» Source:
## Begin
King David, in writing Psalm 19, said:
The Heavens declare the glory of God, and the firmament reveals His handiwork. From day to day, it speaks forth; night after night, it displays knowledge. There’s no place on Earth, where speech and language exist, that its voice isn’t heard. Its message resounds throughout the whole world, and its discourse reaches to every corner of the globe.5
Interestingly enough, the Hebrew word here for “knowledge,” which the Heavens are said to display each night, is a word that’s derived from the root word yada, a unique word that conveys a variety of meanings. It speaks of the ability to learn something through observation, including the discovery of something to be understood figuratively, literally, euphemistically, and inferentially (particularly via recognition through careful consideration). And it’s a knowledge that comes as the result of a declaration of instruction and that requires discernment in receiving that instruction.
Based on this, then, we’d have to admit that God Himself expected us to pay attention to what He was trying to convey via His starry messengers. So what could that message be? Is it a message intended for everyone? Or is it some special revelation that only an elite few will be able to understand?
Let’s resume the task of piecing this puzzle together.
Remember: “The Heavens declare the glory of God.” What’s the glory of God?
The Apostle John said, “The Word became flesh and dwelled among us. We’ve seen His glory, the glory of the one and only Son from the Father, full of grace and truth.”6 Confirming this, the writer of The Book of Hebrews declared, “The Son is the radiance of God’s glory and the exact representation of His being.”7
So, if Jesus is the glory of God, then it follows that the Heavens should declare Jesus, the Son of God.
Sure enough, as we piece together the puzzle, we do find that the message conveyed in The Zodiac reveals the story of Christ, the Redeemer. In fact, when we look at the evidence—both scripturally and astronomically—we find a perfect correspondence with the symbolism in each dimension of God’s creation.
## End
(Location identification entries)
## Begin
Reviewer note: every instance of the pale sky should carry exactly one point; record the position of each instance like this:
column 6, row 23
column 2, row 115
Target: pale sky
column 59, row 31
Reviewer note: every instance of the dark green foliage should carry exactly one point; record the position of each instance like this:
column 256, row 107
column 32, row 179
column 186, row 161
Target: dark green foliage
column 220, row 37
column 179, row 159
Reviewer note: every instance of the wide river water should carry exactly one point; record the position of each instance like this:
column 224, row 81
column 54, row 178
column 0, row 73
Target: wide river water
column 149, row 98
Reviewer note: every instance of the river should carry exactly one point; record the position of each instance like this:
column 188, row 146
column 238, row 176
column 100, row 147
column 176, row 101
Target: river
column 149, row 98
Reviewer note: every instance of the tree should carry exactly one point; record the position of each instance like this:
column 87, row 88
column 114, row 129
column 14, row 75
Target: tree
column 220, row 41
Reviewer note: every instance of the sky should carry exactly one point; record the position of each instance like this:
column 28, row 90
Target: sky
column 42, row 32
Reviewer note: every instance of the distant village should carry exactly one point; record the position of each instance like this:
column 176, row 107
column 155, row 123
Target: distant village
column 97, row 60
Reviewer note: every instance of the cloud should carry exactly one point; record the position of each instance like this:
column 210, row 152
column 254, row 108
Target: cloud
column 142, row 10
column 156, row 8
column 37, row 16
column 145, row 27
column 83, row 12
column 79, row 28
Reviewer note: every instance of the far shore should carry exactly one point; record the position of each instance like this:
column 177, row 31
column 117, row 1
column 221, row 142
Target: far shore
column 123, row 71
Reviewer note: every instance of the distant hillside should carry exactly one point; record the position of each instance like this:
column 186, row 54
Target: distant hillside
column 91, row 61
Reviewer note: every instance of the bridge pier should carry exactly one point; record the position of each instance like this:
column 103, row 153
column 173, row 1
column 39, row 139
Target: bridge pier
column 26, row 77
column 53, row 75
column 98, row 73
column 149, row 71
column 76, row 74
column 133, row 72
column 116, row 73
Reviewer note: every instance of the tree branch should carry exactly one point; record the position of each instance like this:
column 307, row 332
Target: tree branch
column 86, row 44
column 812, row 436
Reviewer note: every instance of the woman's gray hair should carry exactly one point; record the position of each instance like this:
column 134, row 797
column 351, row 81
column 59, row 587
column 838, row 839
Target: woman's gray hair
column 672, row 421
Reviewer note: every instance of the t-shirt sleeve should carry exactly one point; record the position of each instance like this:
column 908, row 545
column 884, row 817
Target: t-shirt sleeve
## End
» Tasks to carry out:
1) In the Psalm 19 passage, what root word is the Hebrew word for "knowledge" derived from?
2) Please write the next part of the Psalm 19 passage, starting after its last sentence.
The location identification lines have no part in this.

» Answers given:
1) Yada.

2)
The most graphic example of this symbolic correspondence is revealed when we look at the Four Living Creatures described in The Book of Revelation and compare them with their scriptural counterparts in The Old Testament. To do this, let’s begin in the second chapter of The Book of Numbers:
The Lord spoke to Moses and Aaron, explaining that, with the Tabernacle at its center, all the tribes of Israel are to set up their camps around it, with every tribe marking their camp with the standard according to his father’s name.8
In the case of Judah, to the east, their standard was that of a lion; to the south was Reuben, whose standard was a man; to the west was Ephraim, whose standard was a bull; and to the north was Dan, whose standard was an eagle, or, its natural enemy, a snake or a scorpion.
Next we turn to the way these standards of the four tribes of Israel aren’t grounded just in scriptural terms but also in astronomical terms. And we find this in a place where most Christians would never think to look—a Jewish synagogue. More specifically, we find it in the mosaic floor inside the Bet Alpha Synagogue, constructed in northern Israel around the sixth century. There, a zodiacal wheel portrays each of the four cardinal points, in correspondence with each of the four chief tribes of Israel: There’s the lion of Judah, next to Leo; the man of Reuben, next to Aquarius; the bull of Ephraim, next to Taurus; and the scorpion of Dan, next to Scorpio. A picture of this zodiacal wheel can be seen on page fifteen of the book The High Holy Days. This floor plan even depicts the four cardinal signs of The Zodiac in relation to the months we’re so familiar with: Leo with July-August, Aquarius with January-February, Taurus with April-May, and Scorpio with October-November.